WORK TASK 1: Copy the passage of the Schaible sentencing article that opens with the words containing "Lerner said he" and closes with "healed through prayer.".
WORK TASK 2: Translate this sentence from the Schaible sentencing article into Spanish: "Both boys died of bacterial pneumonia after their parents prayed for them rather than seek medical care."
WORK TASK 3: List every person named in the Schaible sentencing article.

TEXT SECTION:

□ □ □ □ □

Herbert and Catherine Schaible have been convicted in the deaths of two children

SAYING THAT the punishment should fit the criminal - not the crime - a Philadelphia judge yesterday affirmed the relatively short prison sentences he gave a faith-healing couple who have been convicted in the deaths of two children.

In rejecting a motion from the district attorney to more than double the sentences of Herbert and Catherine Schaible, Common Pleas Judge Benjamin Lerner said they do not fit the mode of those who are usually convicted of abusing or killing children.

"These are not uncaring, unloving parents," said Lerner, who last month sentenced the couple to 3 1/2 to 7 years in state prison and 30 months of reporting probation for the third-degree murder of their son Brandon, who was nearly 8 months old.

Assistant District Attorney Joanne Pescatore had argued for the sentences to be increased to 8 to 16 years. She noted that the couple was on probation for the 2009 death of another son, Kent, 2, at the time of Brandon's death in April of last year.

Both boys died of bacterial pneumonia after their parents prayed for them rather than seek medical care.

After being convicted of involuntary manslaughter in Kent's death, the couple was sentenced to 10 years of probation and ordered to get their remaining children regular medical care.

But they did not do that, said Pescatore, who complained that Lerner failed to sentence the couple for violating their probation order.

She questioned why Lerner had given them a shorter sentence for Brandon's third-degree murder than they would have gotten if they were convicted of aggravated assault of a child under 12 - which is a mandatory 5 to 10 years.

"Where is the balance here?" Pescatore asked.

Her office has until next week to appeal Lerner's decision.

Lerner said he did factor the probation violation into the sentences, which he called "fair, just and appropriate."

Herbert, 45, and Catherine, 44, are lifelong members of the First Century Gospel Church in Juniata Park, which shuns modern medicine and preaches that the sick can be healed through prayer.

□ □ □ □ □

EXERCISE DATA:
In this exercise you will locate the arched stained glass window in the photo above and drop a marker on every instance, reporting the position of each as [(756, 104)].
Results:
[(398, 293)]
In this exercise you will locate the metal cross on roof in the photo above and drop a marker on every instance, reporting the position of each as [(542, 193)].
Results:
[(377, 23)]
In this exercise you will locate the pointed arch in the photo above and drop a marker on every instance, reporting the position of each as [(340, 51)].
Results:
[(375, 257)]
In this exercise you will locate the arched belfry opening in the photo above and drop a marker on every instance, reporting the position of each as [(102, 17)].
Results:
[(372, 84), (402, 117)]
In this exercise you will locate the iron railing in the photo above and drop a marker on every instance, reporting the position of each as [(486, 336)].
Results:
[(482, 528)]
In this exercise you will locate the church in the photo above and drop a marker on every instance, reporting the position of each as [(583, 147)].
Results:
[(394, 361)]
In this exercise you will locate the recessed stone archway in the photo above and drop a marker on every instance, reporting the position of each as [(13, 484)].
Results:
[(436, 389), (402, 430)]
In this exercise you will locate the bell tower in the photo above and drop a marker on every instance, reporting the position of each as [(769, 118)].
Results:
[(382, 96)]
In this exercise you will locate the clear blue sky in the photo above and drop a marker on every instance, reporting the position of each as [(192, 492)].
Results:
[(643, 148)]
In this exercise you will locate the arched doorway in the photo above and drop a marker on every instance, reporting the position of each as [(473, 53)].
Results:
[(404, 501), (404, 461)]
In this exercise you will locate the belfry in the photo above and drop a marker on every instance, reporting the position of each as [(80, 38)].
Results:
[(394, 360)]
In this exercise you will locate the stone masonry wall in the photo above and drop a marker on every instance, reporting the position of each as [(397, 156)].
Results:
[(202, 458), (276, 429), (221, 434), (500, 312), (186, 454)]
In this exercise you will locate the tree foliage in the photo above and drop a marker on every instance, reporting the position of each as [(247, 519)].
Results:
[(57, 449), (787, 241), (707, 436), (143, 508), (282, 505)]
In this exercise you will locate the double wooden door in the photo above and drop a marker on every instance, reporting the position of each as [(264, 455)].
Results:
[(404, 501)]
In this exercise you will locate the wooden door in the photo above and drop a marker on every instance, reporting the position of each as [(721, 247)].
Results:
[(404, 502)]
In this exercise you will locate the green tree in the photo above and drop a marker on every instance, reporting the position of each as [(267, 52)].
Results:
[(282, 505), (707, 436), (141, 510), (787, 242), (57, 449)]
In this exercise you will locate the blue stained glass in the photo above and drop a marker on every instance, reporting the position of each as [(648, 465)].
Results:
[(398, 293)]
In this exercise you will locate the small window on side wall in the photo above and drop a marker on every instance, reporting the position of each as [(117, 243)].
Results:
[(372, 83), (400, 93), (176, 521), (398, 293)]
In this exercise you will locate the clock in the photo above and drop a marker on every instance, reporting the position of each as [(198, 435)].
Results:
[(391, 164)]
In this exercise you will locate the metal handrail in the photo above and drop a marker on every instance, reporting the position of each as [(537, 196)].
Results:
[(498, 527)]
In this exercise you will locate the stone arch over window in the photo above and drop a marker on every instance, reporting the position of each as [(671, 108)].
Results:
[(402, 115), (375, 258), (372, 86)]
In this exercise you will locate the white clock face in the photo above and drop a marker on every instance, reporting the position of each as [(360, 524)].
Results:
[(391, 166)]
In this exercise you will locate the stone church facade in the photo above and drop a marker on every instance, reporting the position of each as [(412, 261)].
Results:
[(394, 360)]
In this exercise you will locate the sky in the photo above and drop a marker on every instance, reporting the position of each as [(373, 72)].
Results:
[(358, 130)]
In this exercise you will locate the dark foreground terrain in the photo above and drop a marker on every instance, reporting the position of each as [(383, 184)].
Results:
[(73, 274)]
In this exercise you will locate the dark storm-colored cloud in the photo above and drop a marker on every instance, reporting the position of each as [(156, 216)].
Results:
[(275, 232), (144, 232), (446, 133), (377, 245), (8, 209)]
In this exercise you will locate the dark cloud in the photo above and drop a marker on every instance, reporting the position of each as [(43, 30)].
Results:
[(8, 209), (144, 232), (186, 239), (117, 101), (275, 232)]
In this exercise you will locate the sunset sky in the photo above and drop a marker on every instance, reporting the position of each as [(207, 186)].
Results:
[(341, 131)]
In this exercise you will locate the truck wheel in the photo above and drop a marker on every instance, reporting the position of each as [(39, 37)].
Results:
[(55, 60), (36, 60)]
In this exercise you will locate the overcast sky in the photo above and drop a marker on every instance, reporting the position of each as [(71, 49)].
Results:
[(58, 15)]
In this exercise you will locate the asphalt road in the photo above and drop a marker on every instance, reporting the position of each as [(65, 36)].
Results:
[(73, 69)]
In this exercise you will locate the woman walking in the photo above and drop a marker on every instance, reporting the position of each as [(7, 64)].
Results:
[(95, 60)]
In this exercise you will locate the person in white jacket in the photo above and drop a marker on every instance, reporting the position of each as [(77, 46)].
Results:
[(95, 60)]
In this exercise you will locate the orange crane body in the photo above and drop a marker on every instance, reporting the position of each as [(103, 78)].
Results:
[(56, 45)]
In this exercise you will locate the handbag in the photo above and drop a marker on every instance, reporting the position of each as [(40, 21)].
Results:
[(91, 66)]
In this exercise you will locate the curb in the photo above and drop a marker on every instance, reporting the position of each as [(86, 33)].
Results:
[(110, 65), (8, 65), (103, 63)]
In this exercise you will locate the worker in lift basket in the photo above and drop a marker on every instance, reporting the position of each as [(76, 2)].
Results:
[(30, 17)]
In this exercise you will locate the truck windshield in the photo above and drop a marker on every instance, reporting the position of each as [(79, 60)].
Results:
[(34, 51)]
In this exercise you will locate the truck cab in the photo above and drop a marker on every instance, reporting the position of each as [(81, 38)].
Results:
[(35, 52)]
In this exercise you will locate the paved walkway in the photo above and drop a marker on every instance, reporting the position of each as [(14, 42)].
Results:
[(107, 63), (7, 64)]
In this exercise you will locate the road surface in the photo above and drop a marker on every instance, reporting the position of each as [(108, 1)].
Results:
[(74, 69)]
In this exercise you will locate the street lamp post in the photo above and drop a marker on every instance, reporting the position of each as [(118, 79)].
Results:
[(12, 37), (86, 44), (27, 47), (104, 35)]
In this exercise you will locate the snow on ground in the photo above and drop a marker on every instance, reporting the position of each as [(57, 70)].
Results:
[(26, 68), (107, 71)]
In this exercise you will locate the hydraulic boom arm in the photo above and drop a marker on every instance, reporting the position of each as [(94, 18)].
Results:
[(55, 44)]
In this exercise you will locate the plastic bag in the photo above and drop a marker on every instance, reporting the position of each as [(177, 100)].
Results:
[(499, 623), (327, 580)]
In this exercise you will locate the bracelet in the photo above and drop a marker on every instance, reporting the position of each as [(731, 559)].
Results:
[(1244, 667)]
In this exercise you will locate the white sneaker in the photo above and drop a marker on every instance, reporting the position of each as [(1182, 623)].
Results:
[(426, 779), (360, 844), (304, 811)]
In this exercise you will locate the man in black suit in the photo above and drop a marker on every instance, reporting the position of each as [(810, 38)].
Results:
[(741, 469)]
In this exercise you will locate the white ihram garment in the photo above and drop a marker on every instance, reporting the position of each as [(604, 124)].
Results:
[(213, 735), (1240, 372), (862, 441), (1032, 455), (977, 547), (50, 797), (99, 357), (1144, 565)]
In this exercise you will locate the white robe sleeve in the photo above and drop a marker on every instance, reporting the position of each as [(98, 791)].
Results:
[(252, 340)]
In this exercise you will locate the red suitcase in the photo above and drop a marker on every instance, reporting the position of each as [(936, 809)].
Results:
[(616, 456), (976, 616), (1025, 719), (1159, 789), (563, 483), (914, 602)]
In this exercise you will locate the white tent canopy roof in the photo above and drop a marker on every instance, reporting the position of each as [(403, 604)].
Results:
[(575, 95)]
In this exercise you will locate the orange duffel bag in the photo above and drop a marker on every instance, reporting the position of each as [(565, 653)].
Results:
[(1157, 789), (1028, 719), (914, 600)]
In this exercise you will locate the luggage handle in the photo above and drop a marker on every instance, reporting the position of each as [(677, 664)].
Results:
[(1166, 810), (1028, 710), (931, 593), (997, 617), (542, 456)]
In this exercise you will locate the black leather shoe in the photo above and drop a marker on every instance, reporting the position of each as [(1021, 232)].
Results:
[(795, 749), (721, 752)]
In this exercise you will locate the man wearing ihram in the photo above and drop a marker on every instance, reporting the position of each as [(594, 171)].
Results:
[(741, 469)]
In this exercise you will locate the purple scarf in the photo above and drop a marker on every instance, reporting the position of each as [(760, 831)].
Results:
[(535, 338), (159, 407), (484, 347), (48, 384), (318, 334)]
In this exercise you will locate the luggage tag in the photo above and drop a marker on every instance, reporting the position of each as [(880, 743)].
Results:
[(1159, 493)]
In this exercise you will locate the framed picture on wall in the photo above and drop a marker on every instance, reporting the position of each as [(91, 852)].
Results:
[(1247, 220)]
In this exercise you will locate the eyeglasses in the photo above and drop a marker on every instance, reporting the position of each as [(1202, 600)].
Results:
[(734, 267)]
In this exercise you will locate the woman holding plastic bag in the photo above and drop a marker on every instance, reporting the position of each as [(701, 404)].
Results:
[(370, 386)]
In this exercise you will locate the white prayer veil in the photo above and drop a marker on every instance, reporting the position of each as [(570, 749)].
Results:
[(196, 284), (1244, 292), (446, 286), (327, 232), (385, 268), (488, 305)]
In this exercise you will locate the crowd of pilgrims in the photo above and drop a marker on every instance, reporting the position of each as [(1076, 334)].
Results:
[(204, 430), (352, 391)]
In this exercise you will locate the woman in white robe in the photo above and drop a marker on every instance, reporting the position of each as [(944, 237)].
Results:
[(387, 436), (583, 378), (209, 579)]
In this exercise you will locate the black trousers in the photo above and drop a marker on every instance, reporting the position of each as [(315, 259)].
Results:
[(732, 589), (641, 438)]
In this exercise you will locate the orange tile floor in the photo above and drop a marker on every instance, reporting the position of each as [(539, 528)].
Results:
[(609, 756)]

□ □ □ □ □

TASK RESULT 1:
Lerner said he did factor the probation violation into the sentences, which he called "fair, just and appropriate."

Herbert, 45, and Catherine, 44, are lifelong members of the First Century Gospel Church in Juniata Park, which shuns modern medicine and preaches that the sick can be healed through prayer.

TASK RESULT 2: Ambos niños murieron de neumonía bacteriana después de que sus padres rezaran por ellos en lugar de buscar atención médica.

TASK RESULT 3:
Herbert Schaible
Catherine Schaible
Benjamin Lerner
Brandon
Joanne Pescatore
Kent